- **Exercise directions**: Beginning at the line that contains "Each instance of the twig" and ending at the last line of the records below, retype each line exactly and add nothing.

- **Data for the task**:
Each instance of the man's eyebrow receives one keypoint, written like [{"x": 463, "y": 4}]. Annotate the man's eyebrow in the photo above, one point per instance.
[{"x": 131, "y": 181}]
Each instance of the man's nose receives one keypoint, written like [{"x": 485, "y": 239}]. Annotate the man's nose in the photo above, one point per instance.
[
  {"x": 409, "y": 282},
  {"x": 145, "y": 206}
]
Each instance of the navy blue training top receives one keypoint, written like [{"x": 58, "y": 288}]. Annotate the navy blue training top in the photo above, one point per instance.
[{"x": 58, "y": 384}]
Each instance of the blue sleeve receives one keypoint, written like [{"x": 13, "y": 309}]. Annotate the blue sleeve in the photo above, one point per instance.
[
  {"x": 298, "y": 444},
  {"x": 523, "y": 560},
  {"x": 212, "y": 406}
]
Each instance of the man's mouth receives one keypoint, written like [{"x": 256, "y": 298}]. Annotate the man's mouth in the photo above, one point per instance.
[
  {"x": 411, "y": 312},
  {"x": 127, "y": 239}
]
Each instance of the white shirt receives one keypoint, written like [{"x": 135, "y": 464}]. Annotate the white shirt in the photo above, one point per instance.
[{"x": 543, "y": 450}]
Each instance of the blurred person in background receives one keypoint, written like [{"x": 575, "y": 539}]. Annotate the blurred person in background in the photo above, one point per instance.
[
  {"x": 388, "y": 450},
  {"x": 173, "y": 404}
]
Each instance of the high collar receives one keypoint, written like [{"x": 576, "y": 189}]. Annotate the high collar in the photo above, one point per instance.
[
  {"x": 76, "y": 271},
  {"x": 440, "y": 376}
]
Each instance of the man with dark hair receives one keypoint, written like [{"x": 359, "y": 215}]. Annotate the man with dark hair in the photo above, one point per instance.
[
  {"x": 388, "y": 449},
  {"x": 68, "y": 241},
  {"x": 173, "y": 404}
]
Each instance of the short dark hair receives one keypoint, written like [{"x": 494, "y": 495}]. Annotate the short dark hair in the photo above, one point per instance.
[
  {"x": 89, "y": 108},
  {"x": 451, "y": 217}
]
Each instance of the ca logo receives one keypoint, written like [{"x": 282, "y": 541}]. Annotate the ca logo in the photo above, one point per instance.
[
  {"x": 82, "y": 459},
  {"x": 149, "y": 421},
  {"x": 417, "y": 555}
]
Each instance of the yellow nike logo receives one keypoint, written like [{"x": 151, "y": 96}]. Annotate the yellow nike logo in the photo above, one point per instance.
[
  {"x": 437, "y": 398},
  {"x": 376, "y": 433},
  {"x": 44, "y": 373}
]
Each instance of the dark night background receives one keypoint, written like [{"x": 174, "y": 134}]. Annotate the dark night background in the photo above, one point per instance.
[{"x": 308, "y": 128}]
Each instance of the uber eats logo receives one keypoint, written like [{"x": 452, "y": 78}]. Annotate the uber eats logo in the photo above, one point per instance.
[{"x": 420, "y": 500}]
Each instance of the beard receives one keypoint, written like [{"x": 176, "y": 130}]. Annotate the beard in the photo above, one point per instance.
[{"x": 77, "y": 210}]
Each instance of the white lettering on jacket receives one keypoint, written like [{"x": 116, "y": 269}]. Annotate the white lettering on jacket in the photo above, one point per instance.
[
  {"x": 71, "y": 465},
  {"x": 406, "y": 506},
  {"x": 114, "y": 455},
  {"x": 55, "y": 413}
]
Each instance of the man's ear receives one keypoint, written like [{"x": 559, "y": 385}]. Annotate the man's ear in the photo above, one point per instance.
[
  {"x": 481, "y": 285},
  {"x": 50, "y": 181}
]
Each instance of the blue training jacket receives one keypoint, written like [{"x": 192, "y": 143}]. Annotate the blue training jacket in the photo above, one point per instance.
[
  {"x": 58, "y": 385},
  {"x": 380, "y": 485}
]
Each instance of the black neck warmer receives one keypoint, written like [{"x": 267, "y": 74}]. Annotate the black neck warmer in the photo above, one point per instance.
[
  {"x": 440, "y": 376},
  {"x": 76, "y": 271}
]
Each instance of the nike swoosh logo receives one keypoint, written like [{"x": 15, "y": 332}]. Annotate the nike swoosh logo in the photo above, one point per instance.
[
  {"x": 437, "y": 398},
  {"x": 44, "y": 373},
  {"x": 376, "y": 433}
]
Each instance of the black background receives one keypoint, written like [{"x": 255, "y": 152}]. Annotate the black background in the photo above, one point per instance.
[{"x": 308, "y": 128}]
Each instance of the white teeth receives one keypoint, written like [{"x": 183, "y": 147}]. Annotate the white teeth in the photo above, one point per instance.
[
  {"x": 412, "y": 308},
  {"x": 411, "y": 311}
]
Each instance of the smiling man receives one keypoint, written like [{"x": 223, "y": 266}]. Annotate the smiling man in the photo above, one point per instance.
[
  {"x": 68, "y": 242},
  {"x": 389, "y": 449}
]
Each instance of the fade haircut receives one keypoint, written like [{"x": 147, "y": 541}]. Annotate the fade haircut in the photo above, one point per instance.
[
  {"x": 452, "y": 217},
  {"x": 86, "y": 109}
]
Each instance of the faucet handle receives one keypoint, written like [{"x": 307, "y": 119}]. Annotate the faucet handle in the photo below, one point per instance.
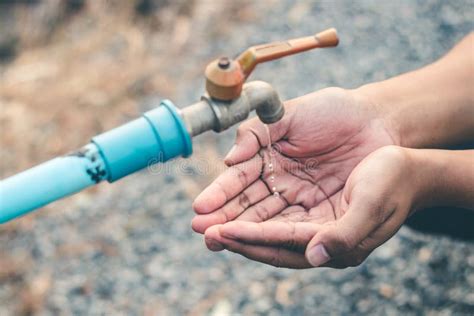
[
  {"x": 225, "y": 77},
  {"x": 267, "y": 52}
]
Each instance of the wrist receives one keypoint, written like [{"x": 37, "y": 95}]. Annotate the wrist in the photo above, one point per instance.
[
  {"x": 424, "y": 174},
  {"x": 380, "y": 105},
  {"x": 441, "y": 177}
]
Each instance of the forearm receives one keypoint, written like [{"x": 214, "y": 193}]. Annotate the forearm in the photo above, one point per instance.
[
  {"x": 443, "y": 177},
  {"x": 432, "y": 106}
]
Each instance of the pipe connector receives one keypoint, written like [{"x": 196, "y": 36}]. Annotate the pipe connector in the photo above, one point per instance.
[{"x": 217, "y": 115}]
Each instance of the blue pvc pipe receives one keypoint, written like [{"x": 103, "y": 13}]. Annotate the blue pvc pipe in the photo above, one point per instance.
[{"x": 159, "y": 135}]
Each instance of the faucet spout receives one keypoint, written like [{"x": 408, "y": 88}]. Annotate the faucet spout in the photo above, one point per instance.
[{"x": 218, "y": 115}]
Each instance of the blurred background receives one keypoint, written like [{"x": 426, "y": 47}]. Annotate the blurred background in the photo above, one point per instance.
[{"x": 72, "y": 69}]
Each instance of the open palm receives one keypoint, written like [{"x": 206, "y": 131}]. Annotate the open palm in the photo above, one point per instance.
[{"x": 321, "y": 139}]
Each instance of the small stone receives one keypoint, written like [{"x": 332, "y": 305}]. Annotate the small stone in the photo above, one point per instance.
[
  {"x": 424, "y": 254},
  {"x": 386, "y": 291}
]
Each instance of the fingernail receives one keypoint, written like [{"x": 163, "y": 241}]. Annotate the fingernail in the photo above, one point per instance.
[
  {"x": 229, "y": 154},
  {"x": 214, "y": 245},
  {"x": 318, "y": 255}
]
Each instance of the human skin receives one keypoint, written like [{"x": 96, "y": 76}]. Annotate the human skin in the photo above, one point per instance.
[{"x": 346, "y": 183}]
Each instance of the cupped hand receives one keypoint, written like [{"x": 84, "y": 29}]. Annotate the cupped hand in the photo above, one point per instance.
[{"x": 321, "y": 139}]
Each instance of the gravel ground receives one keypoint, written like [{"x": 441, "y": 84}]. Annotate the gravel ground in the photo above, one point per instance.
[{"x": 128, "y": 248}]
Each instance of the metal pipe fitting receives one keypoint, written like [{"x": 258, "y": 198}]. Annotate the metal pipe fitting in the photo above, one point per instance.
[{"x": 217, "y": 115}]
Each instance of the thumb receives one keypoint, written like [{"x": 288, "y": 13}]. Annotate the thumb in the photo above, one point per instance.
[
  {"x": 343, "y": 236},
  {"x": 252, "y": 135}
]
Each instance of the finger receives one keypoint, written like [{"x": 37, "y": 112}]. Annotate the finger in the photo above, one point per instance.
[
  {"x": 264, "y": 210},
  {"x": 227, "y": 185},
  {"x": 252, "y": 135},
  {"x": 256, "y": 192},
  {"x": 289, "y": 235},
  {"x": 379, "y": 236},
  {"x": 345, "y": 234},
  {"x": 275, "y": 256}
]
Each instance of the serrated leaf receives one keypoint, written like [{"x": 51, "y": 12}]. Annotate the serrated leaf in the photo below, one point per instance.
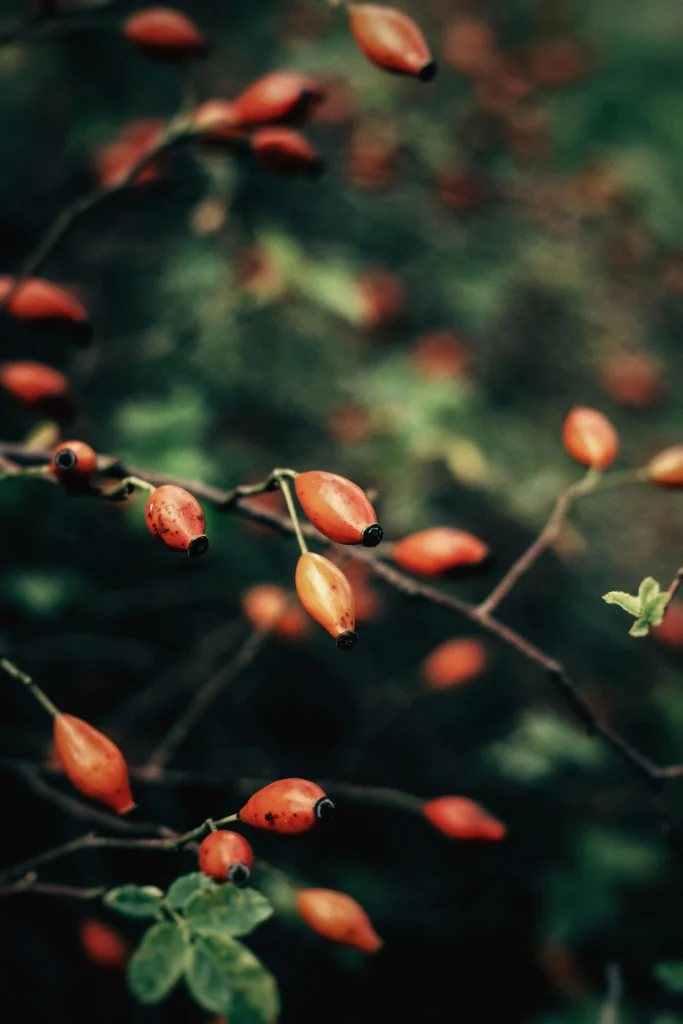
[
  {"x": 639, "y": 629},
  {"x": 648, "y": 591},
  {"x": 158, "y": 963},
  {"x": 656, "y": 609},
  {"x": 226, "y": 910},
  {"x": 135, "y": 901},
  {"x": 225, "y": 978},
  {"x": 670, "y": 973},
  {"x": 626, "y": 601},
  {"x": 185, "y": 887}
]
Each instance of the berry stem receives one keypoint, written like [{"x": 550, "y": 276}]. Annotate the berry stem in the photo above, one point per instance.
[
  {"x": 291, "y": 508},
  {"x": 15, "y": 672}
]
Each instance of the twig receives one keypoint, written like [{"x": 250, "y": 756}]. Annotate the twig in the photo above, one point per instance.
[
  {"x": 203, "y": 699},
  {"x": 650, "y": 773},
  {"x": 546, "y": 538},
  {"x": 66, "y": 220}
]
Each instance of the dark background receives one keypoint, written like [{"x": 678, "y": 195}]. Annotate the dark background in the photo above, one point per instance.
[{"x": 557, "y": 264}]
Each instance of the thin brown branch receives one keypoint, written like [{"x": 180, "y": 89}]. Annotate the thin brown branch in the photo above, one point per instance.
[
  {"x": 650, "y": 773},
  {"x": 545, "y": 540},
  {"x": 62, "y": 223}
]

- **The completed task**:
Each instance of the twig receives one keypoint, written like [{"x": 250, "y": 756}]. Annotate the twig in the photo above, one point per instance.
[
  {"x": 203, "y": 699},
  {"x": 650, "y": 773},
  {"x": 546, "y": 538},
  {"x": 66, "y": 220}
]
Each instance of the dark background receives one keypoint, written like [{"x": 678, "y": 195}]. Annotate the dark background in the photo above, one point per instance.
[{"x": 557, "y": 264}]
Each instance of the thin brown branch receives one keypoint, written like [{"x": 180, "y": 89}]. Annotate the thin brown branch in the photo above, one point per instance.
[
  {"x": 650, "y": 773},
  {"x": 545, "y": 540},
  {"x": 62, "y": 223}
]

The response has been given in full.